>>>>

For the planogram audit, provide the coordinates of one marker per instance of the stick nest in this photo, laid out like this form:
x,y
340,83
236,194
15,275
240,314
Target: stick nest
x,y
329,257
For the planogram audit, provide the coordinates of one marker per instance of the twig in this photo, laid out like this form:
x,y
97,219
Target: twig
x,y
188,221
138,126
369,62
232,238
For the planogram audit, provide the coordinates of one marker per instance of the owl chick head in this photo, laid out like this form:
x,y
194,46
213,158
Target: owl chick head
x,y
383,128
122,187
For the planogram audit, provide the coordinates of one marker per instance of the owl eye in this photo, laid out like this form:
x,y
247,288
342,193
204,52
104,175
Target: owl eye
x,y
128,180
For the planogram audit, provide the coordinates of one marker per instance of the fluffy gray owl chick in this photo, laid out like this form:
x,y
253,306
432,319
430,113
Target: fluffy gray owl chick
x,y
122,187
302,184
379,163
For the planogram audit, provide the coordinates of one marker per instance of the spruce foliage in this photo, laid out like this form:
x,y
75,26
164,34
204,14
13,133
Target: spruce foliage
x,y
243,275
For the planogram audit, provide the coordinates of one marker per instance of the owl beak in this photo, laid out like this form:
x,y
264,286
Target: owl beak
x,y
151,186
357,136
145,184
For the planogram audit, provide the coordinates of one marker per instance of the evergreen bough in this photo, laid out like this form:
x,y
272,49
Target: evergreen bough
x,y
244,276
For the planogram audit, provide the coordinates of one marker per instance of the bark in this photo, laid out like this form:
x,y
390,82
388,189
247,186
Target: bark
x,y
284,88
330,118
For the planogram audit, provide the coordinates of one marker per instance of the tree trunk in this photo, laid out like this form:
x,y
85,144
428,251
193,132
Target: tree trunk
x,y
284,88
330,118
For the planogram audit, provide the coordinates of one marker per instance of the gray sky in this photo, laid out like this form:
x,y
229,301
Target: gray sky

<<<<

Go through the records above and retype each one exactly.

For the planogram audit, provide the coordinates of one marker per instance of the stick nest in this photo, laid out like this form:
x,y
340,83
236,194
15,275
240,314
Target: stick nest
x,y
329,257
For the planogram audit, provide the coordinates of one marker per instance of the twig in this photo, laid out like this form:
x,y
97,219
Target: twig
x,y
188,221
138,126
369,62
232,238
For the planogram audit, provide the coordinates of one marker per instance of the owl chick head in this photo, laid out like this form:
x,y
194,46
213,158
Target: owl chick head
x,y
383,128
122,187
For the planogram audit, provide the coordinates of one marker per instance of the owl eye in this photo, laid out like this form:
x,y
247,288
342,193
204,52
104,175
Target: owl eye
x,y
128,180
For the planogram audit, provide the coordinates of one marker per instance of the fluffy gray owl chick in this photo, laid out like this form:
x,y
253,306
432,319
430,113
Target: fluffy gray owl chick
x,y
122,187
302,184
379,163
For the planogram audit, provide the coordinates of one marker per instance of the spruce foliage in this photo, laid out like this form:
x,y
75,26
164,34
204,14
13,133
Target: spruce foliage
x,y
243,275
For the planogram audit, provide the coordinates of one marker per instance of the owl beak in this photo, laid out like this form:
x,y
264,286
Target: owl beak
x,y
151,186
357,136
145,184
For the planogram audit, provide the coordinates of one marker per instance of the evergreen bough in this photo, laid out like this form:
x,y
272,49
Target: evergreen bough
x,y
244,276
For the planogram audit, provide the coordinates of one marker per instance of the bark in this photo, laid out like this form:
x,y
390,82
388,189
247,186
Target: bark
x,y
284,88
330,118
For the planogram audit, provide the coordinates of one marker per instance of the tree trunk in this photo, laid out like this form:
x,y
85,144
428,251
193,132
Target: tree trunk
x,y
284,88
330,118
For the planogram audit, provide the coordinates of one marker per instance of the gray sky in this photo, laid out like this form:
x,y
229,301
Target: gray sky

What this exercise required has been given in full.